**PROBLEMAS A RESOLVER:**
**A.** Edite a parte do texto sobre a tarifa-zero que começa com as palavras "Quando minha sobrinha" e termina com "horas num domingo.", reescrevendo-a com "sobrinha" trocado por "prima".
**B.** Identifique na listagem todas as linhas que contêm a palavra "brick" e copie-as, considerando a diferença entre maiúsculas e minúsculas.

**TRECHO DA PÁGINA:**
◇ ◇ ◇ ◇ ◇
Tarifa-zero e o modelo de mobilidade urbana I, por Luiz Alberto Melchert

A manutenção da cobrança pelo transporte público, bem como da escassez em fins de semana e feriados, tem motivadores políticos

Fabio Rodrigues-Pozzebom – Agência Brasil

Tarifa-zero e o modelo de mobilidade urbana I

por Luiz Alberto Melchert de Carvalho e Silva

Quando minha sobrinha veio do Rio de Janeiro para cursar a USP, ela me disse “Em São Paulo, o pobre não tem direito de se divertir”. Ela tem razão. Aos sábados, os ônibus são reduzidos pela metade e, aos domingos e feriados, seu número cai para um quarto, sendo que algumas linhas sequer funcionam. Restava ao morador da periferia ir ao bar mais próximo e encher a cara de cachaça, transformando a vida da família num inferno. Restava porque há a alternativa de ir ao culto, facilitando a doutrinação política dos fieis. Passear? Jamais! Praticar esportes? Só se ainda restar um campinho na várzea, o que se está tornando tão raro que o próprio futebol está em decadência no país. Para um morador do Grajaú cobrir os 40 km que o separam de Guarulhos, onde – suponhamos – vive sua mãe, é uma saga de, pelo menos cinco horas num domingo.

A ideia de que somente trabalhadores, que têm vale-transporte; estudantes, que pagam meia, e idosos, que não pagam a passagem, tomam ônibus esconde a terrível realidade de que o transporte público não serve o povo, mas aos patrões, na medida em que o vale garante que estes não faltem por falta de verba para se locomover.

Depois de o município de Santo André SP anunciar a tarifa-zero para o transporte público, Ricardo Nunes, prefeito de São Paulo, acenou com a mesma possibilidade. Provavelmente, seus motivos sejam eleitoreiros, visto que ele corre pela reeleição em 2024. Possível, indubitavelmente isso é, mas será que é viável? A despeito da vontade de este autor ver o transporte público gratuito para garantir o direito de ir e vir, há que se considerarem as questões técnicas. Elas são decorrentes do modelo contratado por vinte anos na administração de Dória. Entre os técnicos em mobilidade urbana, a licitação de 2018 foi apelidada de recontratação, visto que, essencialmente, nada mudou em relação ao contrato anterior. Aliás, a vigência do anterior terminara em 2012, dez anos depois de Martha Suplicy ter implantado o bilhete único. Como a intenção de Haddad era de impedir a formação de cartel,  municipalizando as garagens, as negociações foram-se prorrogando e o sistema funcionando precariamente sob infinitas liminares que, inclusive, mantinham carros antediluvianos rodando impunemente. A epopeia só terminou com João Dória num contrato em que qualquer coisa poderia ser feita, desde que não se mudasse nada.
◇ ◇ ◇ ◇ ◇
**LISTAGEM A PROCESSAR:**
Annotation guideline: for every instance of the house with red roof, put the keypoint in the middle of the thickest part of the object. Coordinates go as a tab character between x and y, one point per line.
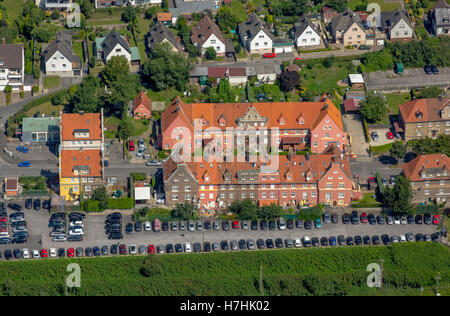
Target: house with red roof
142	106
430	178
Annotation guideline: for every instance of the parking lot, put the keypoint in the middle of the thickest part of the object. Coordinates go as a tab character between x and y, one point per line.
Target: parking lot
411	78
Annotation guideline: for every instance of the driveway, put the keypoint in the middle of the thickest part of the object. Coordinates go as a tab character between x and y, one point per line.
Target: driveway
354	127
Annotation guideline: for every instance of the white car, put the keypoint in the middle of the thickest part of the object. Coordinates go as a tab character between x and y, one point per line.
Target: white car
25	253
35	254
52	253
75	232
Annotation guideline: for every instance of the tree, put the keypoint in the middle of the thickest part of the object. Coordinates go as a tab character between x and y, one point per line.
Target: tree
124	130
398	150
115	68
100	195
246	209
210	53
289	80
129	15
399	197
185	211
166	69
373	108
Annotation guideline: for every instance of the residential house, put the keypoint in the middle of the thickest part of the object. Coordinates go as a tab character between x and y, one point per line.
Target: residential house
160	33
347	29
255	36
207	34
424	118
430	178
440	18
315	125
297	180
115	44
142	106
397	25
305	33
12	66
59	58
12	186
164	17
185	8
41	130
81	154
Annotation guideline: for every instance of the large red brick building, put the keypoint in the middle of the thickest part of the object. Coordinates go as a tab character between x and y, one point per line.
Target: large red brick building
301	124
297	180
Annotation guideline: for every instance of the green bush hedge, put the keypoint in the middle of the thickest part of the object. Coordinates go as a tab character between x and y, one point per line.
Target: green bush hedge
125	203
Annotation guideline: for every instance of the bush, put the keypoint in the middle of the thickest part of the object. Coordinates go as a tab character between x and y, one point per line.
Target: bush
125	203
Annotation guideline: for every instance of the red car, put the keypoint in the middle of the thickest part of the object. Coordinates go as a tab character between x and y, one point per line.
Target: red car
44	253
70	253
364	219
151	249
270	55
436	220
130	145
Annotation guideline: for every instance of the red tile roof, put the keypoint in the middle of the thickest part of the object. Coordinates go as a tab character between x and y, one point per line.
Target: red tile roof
88	121
423	110
434	163
81	158
143	99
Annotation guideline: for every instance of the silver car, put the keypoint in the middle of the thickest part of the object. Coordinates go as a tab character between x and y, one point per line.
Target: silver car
191	226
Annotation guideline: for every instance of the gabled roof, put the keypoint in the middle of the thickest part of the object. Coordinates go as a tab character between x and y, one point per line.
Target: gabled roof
11	56
441	13
423	110
344	21
142	99
203	31
88	121
434	163
90	160
158	33
301	25
391	19
252	26
111	40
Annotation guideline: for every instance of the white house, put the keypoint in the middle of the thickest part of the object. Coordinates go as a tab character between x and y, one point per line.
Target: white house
207	34
12	66
59	58
255	36
305	34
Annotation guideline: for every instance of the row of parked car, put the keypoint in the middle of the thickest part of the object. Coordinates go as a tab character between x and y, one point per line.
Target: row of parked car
60	232
224	245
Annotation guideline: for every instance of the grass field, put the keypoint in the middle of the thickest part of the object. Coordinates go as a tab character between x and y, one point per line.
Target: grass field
394	99
338	271
14	8
51	82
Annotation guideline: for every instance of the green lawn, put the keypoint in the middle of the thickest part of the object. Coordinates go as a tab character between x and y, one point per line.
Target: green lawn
78	49
385	6
51	82
320	79
14	9
394	99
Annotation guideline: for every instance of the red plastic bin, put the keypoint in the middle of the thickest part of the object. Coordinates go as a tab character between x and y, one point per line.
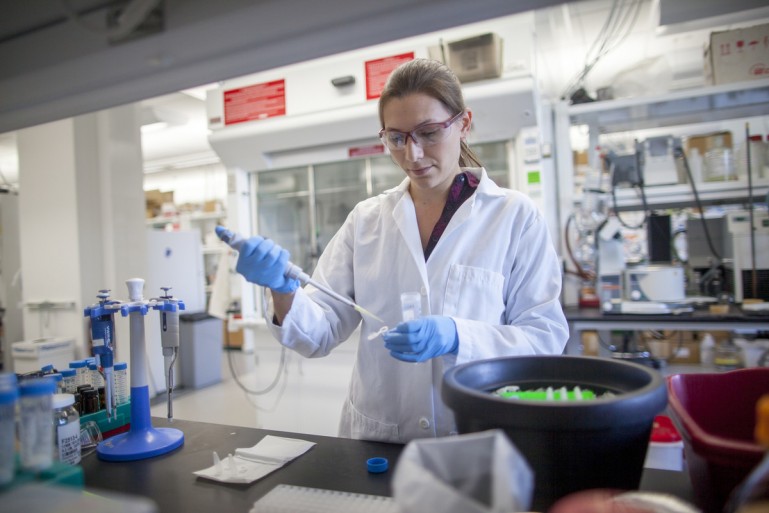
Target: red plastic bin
716	416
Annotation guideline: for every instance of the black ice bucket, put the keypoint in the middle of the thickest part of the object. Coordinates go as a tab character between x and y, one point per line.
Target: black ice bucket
570	445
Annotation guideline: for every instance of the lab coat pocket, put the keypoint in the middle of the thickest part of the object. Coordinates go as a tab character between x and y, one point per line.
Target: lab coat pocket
357	425
474	293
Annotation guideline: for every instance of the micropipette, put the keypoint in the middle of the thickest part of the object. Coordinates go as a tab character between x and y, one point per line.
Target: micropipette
293	271
169	307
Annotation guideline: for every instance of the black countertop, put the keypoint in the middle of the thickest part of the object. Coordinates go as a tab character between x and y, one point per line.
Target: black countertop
333	464
735	314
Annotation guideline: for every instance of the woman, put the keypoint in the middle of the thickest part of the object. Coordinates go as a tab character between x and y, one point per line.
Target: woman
479	255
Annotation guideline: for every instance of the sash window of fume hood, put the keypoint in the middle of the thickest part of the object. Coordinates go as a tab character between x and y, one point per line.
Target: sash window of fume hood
301	208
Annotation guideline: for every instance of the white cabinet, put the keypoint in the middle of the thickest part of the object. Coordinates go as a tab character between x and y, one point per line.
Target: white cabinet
204	223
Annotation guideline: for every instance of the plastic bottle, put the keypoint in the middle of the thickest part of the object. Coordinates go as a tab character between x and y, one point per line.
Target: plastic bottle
96	379
752	495
81	369
67	423
719	163
757	157
9	393
707	349
121	383
69	378
35	426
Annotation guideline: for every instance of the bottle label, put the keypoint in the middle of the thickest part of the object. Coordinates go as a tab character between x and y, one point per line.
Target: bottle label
68	438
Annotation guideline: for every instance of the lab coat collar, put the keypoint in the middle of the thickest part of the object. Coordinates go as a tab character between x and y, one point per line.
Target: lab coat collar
404	210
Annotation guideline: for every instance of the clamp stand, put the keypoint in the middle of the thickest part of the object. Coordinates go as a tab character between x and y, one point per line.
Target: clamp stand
142	440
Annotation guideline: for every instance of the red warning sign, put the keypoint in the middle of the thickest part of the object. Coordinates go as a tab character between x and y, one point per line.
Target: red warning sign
362	151
258	101
378	70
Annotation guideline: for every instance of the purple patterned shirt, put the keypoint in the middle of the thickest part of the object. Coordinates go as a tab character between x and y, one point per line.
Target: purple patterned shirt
463	187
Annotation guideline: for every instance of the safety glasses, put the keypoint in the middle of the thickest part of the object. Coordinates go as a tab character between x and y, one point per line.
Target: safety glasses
425	135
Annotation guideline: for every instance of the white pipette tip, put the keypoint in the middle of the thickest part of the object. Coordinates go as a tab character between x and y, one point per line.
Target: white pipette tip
230	464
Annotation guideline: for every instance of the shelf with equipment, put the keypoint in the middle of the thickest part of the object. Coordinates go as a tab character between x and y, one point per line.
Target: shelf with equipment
681	113
586	134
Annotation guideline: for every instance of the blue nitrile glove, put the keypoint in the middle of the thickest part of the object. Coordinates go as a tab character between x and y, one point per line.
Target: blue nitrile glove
263	262
422	339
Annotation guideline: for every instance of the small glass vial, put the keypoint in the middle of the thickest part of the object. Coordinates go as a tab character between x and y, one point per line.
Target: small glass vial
411	306
81	370
9	393
727	356
69	378
67	423
97	380
121	383
90	401
59	380
36	428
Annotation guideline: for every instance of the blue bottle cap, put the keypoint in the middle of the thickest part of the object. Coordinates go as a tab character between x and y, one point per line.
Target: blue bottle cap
9	395
8	380
377	465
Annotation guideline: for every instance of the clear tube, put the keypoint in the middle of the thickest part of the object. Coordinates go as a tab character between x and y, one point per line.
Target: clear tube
81	370
96	379
121	383
69	379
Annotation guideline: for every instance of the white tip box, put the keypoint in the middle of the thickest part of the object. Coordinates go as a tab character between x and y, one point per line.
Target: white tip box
31	355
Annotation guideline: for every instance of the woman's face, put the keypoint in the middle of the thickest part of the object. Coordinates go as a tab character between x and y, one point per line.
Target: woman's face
429	166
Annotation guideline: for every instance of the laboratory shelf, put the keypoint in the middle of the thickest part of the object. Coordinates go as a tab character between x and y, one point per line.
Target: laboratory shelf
681	195
706	104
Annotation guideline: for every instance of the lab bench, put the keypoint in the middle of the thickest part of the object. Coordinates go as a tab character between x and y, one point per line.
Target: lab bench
332	464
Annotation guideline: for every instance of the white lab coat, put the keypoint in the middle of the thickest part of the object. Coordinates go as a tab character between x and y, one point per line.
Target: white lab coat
494	271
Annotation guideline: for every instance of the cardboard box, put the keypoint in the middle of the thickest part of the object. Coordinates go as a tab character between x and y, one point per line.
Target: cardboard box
674	346
738	55
154	201
706	142
232	339
476	58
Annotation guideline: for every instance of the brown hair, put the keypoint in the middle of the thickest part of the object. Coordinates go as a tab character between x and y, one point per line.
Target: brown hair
434	79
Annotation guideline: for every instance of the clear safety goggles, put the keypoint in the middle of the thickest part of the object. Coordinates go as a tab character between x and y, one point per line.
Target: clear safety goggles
424	135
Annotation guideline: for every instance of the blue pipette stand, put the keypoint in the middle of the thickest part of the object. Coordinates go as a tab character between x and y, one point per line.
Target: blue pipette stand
142	441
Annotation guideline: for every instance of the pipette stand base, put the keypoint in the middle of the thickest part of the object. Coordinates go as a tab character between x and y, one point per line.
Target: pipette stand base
◇ ◇ ◇ ◇ ◇
**RESPOSTAS:**
**A.**
Quando minha prima veio do Rio de Janeiro para cursar a USP, ela me disse “Em São Paulo, o pobre não tem direito de se divertir”. Ela tem razão. Aos sábados, os ônibus são reduzidos pela metade e, aos domingos e feriados, seu número cai para um quarto, sendo que algumas linhas sequer funcionam. Restava ao morador da periferia ir ao bar mais próximo e encher a cara de cachaça, transformando a vida da família num inferno. Restava porque há a alternativa de ir ao culto, facilitando a doutrinação política dos fieis. Passear? Jamais! Praticar esportes? Só se ainda restar um campinho na várzea, o que se está tornando tão raro que o próprio futebol está em decadência no país. Para um morador do Grajaú cobrir os 40 km que o separam de Guarulhos, onde – suponhamos – vive sua mãe, é uma saga de, pelo menos cinco horas num domingo.

**B.**
Annotation guideline: for every instance of the large red brick building, put the keypoint in the middle of the thickest part of the object. Coordinates go as a tab character between x and y, one point per line.
Target: large red brick building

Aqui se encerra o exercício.